↓↓↓
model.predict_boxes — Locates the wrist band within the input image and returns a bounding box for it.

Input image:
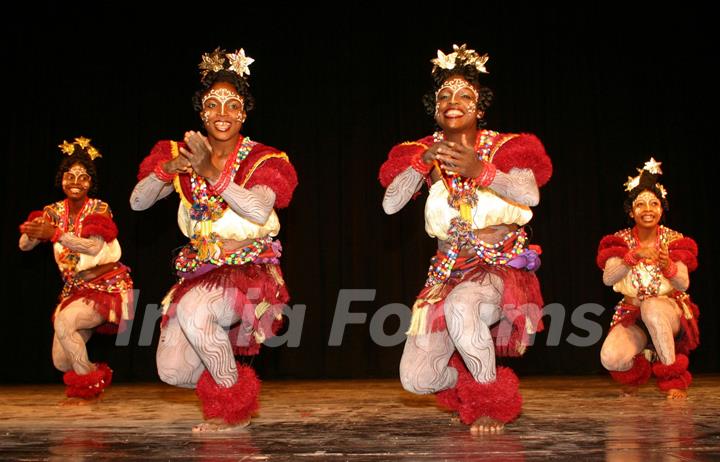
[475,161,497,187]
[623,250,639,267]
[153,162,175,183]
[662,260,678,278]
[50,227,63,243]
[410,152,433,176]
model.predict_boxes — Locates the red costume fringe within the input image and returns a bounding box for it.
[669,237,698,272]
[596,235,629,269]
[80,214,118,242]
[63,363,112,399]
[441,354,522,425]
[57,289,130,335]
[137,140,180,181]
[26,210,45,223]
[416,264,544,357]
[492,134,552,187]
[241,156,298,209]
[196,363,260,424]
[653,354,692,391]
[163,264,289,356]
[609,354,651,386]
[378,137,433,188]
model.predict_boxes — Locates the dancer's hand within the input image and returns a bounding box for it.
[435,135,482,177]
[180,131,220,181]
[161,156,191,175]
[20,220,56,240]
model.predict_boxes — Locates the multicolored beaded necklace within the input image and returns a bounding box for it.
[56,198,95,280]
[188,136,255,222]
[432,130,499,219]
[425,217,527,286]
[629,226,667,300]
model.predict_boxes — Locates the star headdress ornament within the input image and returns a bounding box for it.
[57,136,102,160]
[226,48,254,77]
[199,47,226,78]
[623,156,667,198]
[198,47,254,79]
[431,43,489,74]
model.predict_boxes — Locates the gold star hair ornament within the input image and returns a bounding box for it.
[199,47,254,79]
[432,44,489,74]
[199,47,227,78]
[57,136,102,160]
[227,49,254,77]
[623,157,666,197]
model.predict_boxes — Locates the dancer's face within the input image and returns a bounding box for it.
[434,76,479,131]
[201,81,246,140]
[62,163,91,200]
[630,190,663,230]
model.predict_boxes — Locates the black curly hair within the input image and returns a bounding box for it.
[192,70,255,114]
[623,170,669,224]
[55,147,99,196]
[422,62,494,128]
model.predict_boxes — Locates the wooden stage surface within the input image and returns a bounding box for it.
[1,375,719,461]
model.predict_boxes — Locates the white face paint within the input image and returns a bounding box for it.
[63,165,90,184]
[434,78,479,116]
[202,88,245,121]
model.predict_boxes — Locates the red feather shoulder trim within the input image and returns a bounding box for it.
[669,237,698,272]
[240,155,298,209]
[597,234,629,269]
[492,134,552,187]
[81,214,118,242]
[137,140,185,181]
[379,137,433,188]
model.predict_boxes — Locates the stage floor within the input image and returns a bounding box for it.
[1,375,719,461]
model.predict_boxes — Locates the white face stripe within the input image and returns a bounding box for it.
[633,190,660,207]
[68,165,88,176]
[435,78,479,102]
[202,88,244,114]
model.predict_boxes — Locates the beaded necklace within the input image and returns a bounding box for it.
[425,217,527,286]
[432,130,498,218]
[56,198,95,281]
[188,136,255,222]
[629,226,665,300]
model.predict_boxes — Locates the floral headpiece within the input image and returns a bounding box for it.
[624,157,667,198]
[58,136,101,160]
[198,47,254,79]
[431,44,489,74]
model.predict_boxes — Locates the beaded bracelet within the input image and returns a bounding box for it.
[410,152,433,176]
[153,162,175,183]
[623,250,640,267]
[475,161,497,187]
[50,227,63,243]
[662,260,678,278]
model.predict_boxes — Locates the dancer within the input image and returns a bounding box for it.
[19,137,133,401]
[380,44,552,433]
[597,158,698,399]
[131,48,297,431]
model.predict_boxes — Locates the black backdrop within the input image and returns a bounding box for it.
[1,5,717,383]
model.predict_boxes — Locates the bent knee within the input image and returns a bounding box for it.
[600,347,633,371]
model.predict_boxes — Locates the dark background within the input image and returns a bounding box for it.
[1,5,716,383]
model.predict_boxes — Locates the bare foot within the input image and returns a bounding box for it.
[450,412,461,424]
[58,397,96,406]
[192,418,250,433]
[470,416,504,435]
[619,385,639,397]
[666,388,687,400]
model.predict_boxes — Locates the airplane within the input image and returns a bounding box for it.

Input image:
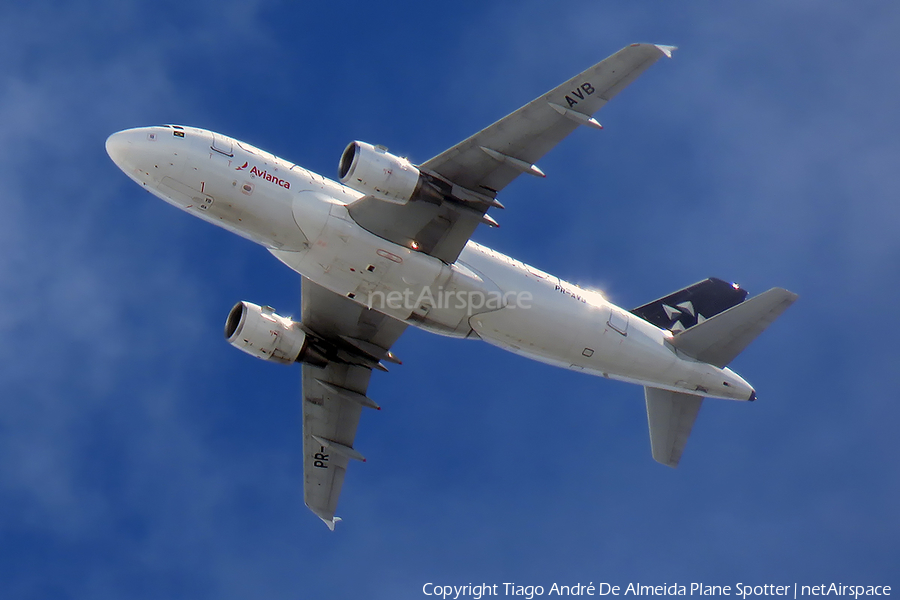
↑↑↑
** YOUR TASK **
Here the lines from the one containing "model.predict_boxes — Locates the bare" through the end of the material are to be copied exactly, with the pictures omitted.

** TASK ANSWER **
model.predict_boxes — Locates the bare foot within the input image and returns a bounding box for it.
[450,412,461,424]
[58,397,96,406]
[192,418,250,433]
[470,416,504,435]
[619,385,639,397]
[666,388,687,400]
model.predict_boxes — Locates the airplane within the input image and returns a bounding box for it.

Input image:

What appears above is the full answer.